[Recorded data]
————
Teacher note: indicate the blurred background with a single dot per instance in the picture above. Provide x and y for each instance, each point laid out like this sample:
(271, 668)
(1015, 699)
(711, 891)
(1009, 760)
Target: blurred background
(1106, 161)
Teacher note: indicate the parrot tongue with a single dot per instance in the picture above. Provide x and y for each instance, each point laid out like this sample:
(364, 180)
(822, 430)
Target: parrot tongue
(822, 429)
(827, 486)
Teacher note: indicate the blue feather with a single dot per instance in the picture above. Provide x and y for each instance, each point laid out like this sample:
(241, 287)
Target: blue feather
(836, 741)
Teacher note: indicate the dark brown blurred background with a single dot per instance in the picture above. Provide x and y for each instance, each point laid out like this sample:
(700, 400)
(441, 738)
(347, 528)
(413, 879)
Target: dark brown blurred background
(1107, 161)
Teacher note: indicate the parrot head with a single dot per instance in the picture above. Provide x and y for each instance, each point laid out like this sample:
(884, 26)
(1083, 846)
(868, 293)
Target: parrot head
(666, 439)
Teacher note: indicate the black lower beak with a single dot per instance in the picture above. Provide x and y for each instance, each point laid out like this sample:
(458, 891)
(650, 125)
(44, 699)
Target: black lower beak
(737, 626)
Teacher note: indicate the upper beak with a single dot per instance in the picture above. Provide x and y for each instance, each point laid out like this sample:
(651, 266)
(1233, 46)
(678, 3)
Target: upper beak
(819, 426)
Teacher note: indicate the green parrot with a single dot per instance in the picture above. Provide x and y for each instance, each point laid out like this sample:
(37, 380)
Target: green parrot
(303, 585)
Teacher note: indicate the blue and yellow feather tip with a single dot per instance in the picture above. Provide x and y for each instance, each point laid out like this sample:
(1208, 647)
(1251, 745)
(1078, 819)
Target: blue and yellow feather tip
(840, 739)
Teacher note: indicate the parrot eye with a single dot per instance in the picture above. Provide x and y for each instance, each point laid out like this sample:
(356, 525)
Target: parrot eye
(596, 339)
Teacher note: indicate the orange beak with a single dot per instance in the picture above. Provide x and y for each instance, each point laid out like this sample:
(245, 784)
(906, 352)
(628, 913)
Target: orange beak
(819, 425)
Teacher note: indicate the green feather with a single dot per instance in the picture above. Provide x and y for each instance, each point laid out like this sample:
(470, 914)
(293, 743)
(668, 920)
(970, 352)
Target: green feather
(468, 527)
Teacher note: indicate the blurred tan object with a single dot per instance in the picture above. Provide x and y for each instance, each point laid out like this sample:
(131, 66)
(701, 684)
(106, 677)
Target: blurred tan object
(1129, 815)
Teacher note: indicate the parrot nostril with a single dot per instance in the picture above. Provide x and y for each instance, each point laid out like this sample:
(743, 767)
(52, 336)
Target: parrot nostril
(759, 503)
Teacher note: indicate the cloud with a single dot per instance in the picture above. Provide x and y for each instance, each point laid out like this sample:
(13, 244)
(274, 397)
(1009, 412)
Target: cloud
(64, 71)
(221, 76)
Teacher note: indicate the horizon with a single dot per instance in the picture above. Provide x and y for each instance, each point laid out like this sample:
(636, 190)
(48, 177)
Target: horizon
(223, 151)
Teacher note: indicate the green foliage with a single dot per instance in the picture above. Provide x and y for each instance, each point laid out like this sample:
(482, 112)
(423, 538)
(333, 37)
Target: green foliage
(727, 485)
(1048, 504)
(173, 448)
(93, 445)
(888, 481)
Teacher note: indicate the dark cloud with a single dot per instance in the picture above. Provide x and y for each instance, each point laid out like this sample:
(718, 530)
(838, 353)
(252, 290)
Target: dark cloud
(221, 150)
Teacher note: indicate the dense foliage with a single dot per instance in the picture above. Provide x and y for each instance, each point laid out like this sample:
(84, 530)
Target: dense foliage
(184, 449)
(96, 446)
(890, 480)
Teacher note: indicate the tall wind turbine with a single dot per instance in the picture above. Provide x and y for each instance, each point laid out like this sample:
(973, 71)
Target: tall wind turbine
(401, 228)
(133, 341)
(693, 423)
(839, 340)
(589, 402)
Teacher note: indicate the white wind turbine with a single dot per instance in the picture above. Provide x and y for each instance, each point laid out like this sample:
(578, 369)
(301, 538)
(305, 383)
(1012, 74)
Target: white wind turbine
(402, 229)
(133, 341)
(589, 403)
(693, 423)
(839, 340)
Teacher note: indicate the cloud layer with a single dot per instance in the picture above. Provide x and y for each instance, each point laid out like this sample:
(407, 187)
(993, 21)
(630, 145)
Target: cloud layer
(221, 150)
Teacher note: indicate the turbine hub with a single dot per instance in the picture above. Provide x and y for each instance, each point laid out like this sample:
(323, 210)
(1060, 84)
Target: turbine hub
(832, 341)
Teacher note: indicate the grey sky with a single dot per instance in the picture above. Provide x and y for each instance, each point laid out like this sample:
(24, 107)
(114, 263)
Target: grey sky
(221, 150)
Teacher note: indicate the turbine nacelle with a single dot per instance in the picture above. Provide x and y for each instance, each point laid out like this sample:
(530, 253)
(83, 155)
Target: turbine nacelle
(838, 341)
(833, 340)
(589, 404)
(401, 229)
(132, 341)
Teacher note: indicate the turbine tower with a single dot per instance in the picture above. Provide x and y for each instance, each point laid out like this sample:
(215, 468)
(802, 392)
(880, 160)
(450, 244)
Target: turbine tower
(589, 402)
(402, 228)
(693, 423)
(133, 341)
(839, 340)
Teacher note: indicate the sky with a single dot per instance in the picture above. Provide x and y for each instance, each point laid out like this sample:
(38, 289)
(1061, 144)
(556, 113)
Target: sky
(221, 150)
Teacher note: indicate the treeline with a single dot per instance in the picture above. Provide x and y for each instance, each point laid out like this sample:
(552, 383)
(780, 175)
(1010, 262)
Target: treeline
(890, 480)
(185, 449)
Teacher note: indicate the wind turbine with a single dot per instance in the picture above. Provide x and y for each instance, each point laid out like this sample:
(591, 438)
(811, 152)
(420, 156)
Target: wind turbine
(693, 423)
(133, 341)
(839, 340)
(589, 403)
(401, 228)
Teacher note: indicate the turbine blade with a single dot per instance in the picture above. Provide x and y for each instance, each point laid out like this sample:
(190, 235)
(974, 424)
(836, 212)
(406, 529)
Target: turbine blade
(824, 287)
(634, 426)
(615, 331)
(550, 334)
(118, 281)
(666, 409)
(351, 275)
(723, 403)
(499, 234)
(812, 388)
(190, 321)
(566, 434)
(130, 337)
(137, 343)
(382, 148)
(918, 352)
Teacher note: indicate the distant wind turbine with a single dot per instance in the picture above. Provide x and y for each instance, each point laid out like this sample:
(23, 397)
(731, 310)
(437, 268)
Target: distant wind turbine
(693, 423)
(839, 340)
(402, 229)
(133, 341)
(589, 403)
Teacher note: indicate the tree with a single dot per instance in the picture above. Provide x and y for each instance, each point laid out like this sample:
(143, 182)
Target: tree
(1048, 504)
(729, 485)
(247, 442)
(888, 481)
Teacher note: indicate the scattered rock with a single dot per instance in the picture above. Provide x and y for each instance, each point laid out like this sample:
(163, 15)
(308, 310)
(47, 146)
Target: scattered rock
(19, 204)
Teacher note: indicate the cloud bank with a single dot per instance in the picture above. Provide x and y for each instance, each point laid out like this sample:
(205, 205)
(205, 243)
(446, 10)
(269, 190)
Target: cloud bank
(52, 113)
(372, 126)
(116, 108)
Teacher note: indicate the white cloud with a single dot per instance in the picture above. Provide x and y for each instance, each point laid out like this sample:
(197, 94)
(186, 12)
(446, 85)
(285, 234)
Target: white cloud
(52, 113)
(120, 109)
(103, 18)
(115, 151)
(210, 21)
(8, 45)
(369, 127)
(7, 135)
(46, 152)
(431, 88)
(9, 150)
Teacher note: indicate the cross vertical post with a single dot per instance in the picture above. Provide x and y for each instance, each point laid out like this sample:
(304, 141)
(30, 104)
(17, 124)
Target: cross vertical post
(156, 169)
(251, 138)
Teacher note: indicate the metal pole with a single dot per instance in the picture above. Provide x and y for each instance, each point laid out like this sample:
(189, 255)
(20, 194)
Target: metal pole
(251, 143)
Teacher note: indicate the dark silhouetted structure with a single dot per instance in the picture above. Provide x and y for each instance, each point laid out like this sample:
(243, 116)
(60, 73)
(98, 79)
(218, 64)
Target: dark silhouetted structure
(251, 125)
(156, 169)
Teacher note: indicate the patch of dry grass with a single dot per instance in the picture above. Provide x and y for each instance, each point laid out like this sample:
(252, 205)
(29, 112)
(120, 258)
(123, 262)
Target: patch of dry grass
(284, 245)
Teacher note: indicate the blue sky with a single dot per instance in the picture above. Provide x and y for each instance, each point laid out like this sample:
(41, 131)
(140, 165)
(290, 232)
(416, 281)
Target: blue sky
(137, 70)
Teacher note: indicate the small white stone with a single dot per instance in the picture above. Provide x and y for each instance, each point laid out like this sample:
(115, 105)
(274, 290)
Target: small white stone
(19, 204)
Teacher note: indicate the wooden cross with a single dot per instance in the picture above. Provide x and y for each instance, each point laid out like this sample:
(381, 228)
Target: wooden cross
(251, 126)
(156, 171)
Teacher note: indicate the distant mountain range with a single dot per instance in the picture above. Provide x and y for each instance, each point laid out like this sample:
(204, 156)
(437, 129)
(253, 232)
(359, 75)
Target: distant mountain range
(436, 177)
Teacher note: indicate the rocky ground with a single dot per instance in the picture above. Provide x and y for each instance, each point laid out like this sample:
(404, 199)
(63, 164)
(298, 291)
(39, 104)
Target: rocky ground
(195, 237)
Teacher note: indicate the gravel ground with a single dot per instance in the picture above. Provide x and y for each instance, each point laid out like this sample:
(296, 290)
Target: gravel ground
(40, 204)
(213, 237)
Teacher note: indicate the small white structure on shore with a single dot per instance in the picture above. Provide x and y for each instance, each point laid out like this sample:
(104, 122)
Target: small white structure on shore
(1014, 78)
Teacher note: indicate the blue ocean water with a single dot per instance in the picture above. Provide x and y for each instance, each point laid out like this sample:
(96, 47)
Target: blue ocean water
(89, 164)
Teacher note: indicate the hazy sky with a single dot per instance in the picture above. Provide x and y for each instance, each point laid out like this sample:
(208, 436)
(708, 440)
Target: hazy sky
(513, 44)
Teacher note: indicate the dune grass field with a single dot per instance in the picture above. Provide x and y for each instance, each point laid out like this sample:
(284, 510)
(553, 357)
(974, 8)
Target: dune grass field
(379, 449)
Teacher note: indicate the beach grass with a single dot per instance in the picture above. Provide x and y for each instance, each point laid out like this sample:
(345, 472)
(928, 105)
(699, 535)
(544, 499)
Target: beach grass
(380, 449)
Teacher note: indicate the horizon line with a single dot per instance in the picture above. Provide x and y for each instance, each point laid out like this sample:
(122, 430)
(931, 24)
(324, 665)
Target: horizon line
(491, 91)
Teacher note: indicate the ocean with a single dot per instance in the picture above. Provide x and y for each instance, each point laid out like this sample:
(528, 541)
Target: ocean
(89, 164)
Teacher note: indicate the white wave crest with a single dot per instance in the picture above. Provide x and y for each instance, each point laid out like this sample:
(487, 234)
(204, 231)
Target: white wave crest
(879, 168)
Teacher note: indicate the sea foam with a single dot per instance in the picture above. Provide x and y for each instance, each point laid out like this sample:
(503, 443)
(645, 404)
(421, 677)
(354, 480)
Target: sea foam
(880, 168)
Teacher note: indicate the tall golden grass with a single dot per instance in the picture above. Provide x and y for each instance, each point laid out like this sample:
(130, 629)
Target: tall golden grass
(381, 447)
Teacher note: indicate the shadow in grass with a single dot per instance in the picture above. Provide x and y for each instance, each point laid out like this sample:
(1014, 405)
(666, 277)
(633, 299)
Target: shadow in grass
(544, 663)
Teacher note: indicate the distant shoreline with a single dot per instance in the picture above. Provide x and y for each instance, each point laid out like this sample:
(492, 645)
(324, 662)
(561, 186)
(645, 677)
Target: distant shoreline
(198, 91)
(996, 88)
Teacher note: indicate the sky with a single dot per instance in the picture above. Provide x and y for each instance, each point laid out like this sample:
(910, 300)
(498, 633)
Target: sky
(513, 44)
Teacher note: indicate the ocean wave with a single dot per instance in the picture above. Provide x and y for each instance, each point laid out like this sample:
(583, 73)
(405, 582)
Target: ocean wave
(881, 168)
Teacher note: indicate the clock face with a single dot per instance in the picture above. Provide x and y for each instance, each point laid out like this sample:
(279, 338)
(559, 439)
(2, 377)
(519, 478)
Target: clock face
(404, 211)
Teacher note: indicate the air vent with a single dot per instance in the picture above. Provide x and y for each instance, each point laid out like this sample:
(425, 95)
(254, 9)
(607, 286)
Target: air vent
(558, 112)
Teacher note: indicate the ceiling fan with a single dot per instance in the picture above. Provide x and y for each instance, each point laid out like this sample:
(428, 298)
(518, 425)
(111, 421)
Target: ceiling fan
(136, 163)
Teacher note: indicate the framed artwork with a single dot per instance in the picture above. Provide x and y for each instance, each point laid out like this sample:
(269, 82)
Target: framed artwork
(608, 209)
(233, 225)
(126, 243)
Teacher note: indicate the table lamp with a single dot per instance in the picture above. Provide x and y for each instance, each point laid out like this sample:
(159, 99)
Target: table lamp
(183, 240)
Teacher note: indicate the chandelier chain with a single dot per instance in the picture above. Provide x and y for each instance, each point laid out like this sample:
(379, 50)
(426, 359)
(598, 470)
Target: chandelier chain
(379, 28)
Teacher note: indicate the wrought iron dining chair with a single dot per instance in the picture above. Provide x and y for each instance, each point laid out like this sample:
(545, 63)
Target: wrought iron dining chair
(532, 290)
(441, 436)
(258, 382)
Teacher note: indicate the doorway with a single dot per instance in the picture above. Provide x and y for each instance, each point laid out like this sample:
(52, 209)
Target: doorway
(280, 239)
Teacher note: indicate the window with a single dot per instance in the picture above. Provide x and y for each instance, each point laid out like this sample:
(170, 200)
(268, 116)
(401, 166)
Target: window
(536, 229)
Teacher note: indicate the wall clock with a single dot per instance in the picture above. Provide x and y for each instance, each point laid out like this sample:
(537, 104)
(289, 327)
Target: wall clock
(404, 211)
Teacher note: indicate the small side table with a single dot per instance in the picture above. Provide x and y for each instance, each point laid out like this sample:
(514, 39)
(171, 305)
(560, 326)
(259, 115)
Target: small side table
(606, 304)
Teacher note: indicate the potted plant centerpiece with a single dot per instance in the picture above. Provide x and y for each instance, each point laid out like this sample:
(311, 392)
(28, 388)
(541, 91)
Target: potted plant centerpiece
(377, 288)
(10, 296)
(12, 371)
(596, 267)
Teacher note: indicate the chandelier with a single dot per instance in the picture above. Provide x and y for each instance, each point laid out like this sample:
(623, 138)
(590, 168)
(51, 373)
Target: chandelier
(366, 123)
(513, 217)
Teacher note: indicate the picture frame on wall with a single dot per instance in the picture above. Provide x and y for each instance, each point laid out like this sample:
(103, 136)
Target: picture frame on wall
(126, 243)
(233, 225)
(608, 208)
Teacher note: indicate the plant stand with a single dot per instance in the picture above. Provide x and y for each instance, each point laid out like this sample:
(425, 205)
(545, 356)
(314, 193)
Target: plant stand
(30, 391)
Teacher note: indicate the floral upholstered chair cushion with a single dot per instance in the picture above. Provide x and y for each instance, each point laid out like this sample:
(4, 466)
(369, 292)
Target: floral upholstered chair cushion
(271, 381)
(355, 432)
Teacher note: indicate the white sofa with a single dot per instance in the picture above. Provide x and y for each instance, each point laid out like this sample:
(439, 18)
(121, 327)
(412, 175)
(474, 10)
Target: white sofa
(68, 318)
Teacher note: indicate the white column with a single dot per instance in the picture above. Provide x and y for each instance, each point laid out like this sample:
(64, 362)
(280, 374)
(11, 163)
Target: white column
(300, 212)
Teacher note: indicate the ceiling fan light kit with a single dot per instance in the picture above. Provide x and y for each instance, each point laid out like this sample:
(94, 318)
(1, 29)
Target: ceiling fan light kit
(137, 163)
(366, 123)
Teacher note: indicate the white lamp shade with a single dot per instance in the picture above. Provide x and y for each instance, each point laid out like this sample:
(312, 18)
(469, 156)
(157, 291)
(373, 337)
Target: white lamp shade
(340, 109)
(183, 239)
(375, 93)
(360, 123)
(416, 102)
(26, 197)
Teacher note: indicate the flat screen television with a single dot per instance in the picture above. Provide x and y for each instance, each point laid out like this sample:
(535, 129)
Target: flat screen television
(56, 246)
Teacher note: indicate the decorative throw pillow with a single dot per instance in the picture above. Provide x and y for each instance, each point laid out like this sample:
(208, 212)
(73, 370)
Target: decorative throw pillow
————
Begin with the line containing "Teacher note: indicate the white column" and repeat each line exactly until the records above end.

Teacher note: indicate the white column with a single dot per instance in the picture above. Provide x and y for each instance, each point laid out like this sample:
(64, 362)
(280, 374)
(11, 163)
Target: white column
(300, 212)
Teacher note: indicate the ceiling fan light kit with a single dot per instance in the picture above. Provide x and y for each instance, each point laid out like this sample:
(94, 318)
(1, 29)
Target: ceiling fan light kit
(137, 163)
(366, 123)
Teacher note: indicate the white lamp shade with a single dot per instance in the picture above. Provide x and y for each instance, each point laid out like this sample:
(312, 18)
(469, 156)
(157, 291)
(373, 337)
Target: white lamp shade
(340, 109)
(183, 239)
(375, 93)
(360, 123)
(416, 102)
(26, 197)
Teacher note: indicate the flat screen television with a single dot per instance in the picture above. Provide x and y for each instance, each point laid out like this sample:
(535, 129)
Target: flat screen television
(56, 246)
Teacher note: indicate the decorative throw pillow with a single dot per instance in the picture above. Provide x and y for each instance, each point laid out like this sample:
(208, 212)
(73, 370)
Target: decorative throw pillow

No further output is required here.